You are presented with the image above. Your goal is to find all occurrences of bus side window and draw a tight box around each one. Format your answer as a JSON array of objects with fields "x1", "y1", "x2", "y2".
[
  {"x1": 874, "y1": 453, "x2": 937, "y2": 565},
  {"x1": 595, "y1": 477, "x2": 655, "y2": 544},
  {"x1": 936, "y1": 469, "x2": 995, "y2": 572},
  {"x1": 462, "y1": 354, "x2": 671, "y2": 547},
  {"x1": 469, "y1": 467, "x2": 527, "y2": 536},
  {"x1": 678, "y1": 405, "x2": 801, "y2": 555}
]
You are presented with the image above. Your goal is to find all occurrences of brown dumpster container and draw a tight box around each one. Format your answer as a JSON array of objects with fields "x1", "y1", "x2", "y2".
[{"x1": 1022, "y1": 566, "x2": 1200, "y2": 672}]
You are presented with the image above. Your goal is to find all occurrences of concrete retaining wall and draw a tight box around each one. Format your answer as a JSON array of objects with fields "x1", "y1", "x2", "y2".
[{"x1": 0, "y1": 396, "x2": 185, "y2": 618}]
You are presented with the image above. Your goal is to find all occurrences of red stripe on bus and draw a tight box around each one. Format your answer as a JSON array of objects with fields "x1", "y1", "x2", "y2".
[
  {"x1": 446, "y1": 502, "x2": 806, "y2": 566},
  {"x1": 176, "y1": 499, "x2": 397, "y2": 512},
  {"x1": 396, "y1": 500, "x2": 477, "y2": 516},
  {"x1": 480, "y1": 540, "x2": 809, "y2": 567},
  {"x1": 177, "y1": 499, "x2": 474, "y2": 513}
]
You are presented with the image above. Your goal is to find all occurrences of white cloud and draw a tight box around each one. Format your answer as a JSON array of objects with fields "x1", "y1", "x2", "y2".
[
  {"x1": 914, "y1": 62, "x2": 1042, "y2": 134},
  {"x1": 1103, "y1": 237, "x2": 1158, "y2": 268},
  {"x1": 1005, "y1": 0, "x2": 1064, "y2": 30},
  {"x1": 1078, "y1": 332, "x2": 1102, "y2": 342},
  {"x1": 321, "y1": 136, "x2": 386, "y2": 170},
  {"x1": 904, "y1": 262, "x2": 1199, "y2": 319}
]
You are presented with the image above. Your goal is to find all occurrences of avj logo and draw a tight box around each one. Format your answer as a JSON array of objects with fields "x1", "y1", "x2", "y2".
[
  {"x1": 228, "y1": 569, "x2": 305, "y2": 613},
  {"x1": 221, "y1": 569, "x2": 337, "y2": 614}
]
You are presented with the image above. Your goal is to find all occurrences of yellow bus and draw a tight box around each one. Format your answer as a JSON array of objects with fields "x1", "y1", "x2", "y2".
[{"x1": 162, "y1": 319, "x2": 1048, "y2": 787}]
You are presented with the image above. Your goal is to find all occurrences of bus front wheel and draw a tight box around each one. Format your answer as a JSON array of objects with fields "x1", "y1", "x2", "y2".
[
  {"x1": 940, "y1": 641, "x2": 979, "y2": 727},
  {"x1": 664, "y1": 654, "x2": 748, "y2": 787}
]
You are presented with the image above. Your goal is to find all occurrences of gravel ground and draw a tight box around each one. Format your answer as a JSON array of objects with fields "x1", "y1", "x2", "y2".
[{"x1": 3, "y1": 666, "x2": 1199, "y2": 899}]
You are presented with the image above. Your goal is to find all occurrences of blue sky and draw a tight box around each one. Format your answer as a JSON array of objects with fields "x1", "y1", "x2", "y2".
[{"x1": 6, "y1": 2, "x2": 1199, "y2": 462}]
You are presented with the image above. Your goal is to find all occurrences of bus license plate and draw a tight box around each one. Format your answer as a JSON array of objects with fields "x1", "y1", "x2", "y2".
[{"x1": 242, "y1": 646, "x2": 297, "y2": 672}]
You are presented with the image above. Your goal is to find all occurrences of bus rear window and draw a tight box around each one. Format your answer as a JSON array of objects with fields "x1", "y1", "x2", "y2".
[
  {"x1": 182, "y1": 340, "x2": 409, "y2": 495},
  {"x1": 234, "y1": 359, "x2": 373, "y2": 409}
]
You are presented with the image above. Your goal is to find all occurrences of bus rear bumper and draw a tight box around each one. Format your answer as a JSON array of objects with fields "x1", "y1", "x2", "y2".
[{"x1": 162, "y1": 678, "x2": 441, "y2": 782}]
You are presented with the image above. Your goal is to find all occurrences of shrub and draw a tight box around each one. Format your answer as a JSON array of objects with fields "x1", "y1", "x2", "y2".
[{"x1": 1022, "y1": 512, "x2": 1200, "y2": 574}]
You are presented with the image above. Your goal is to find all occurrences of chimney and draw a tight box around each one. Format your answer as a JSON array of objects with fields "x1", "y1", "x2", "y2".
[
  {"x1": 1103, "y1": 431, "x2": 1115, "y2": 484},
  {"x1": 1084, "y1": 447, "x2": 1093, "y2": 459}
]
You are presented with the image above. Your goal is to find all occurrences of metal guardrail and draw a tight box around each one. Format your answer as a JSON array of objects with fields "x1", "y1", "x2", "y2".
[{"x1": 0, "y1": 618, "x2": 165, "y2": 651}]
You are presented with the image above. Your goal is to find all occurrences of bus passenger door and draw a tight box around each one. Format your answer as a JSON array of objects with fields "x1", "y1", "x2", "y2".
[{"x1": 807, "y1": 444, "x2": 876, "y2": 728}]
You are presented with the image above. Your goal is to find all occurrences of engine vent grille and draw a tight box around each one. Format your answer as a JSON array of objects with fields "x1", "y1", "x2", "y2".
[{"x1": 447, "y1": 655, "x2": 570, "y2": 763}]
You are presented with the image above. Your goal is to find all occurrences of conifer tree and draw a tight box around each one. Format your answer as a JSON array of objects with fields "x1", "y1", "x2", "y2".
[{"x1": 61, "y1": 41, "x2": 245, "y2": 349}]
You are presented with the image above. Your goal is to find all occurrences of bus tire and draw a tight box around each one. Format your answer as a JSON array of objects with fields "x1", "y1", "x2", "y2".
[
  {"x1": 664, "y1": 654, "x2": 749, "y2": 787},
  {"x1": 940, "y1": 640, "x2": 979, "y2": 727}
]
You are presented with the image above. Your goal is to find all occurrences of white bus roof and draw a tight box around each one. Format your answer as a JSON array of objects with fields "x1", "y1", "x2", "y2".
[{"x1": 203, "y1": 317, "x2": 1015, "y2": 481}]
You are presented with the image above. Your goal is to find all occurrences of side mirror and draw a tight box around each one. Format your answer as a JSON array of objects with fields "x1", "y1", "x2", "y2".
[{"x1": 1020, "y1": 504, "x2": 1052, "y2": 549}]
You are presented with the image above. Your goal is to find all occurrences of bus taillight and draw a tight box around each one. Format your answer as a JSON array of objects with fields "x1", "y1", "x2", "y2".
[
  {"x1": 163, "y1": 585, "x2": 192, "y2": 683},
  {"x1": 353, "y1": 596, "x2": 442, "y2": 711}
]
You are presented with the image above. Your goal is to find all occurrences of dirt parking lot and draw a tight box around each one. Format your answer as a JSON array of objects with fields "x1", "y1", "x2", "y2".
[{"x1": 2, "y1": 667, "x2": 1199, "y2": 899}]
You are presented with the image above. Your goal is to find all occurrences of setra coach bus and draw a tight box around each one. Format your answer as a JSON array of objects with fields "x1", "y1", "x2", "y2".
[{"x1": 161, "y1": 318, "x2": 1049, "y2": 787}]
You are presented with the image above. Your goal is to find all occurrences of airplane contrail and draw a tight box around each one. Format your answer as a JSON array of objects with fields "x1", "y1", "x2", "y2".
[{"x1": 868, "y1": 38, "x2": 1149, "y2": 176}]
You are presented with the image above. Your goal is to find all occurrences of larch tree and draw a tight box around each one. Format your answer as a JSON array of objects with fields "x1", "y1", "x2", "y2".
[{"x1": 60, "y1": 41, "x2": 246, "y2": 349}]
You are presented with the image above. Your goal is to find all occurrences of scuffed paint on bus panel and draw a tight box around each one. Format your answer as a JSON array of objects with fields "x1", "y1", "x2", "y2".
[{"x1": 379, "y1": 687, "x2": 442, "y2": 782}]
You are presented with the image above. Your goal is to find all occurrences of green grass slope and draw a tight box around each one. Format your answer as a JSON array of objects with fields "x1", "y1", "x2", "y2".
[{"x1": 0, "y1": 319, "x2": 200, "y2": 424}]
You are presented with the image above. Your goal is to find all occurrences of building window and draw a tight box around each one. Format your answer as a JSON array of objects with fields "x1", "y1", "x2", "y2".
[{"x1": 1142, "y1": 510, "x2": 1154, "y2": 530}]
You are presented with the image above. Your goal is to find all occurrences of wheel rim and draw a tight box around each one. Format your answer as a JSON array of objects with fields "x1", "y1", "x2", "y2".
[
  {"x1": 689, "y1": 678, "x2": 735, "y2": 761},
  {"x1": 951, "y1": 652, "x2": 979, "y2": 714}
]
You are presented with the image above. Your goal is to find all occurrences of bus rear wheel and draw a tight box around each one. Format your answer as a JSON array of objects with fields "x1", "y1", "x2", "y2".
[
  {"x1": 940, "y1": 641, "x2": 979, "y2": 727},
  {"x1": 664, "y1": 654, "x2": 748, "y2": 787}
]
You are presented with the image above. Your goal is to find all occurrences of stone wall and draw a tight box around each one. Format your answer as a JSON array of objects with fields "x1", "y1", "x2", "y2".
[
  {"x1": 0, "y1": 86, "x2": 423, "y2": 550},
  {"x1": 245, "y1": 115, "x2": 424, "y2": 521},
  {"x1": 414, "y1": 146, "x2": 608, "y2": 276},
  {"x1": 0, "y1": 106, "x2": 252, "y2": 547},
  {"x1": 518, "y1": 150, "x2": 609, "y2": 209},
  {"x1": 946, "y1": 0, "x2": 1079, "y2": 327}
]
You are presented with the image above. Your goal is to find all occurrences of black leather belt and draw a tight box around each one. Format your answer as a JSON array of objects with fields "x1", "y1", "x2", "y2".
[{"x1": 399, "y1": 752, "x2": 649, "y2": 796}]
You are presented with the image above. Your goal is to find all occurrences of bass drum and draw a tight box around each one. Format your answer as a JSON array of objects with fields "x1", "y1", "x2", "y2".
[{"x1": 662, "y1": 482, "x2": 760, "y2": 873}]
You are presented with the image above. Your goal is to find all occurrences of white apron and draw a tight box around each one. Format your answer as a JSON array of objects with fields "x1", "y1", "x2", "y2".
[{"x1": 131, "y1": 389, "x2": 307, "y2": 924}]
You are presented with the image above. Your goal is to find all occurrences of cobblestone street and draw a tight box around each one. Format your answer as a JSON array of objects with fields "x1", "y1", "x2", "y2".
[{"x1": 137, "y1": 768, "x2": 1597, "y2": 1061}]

────────────────────────────────────────

» AIM OF THE EXERCISE
Only the lines from the one containing "occurrences of bass" through the last line of the records should appear, each written out exactly.

» YOUR RESPONSE
You are presented with the image above. Your goal is to find all occurrences of bass drum and draw a tight box around each one. Format your answer as a JSON array of objects with fields "x1", "y1", "x2", "y2".
[{"x1": 662, "y1": 482, "x2": 760, "y2": 873}]
You are presented with the image above. Your goal is to find all occurrences of white apron and draw a tight box around each one. Format your answer as a JSON array of objects with fields "x1", "y1", "x2", "y2".
[{"x1": 131, "y1": 389, "x2": 307, "y2": 924}]
You are presented with the image above. Your goal is to find all occurrences of cobblestone street and draw a tight box around each one. Format your answer as a JSON array of objects with fields "x1", "y1", "x2", "y2".
[{"x1": 137, "y1": 768, "x2": 1597, "y2": 1061}]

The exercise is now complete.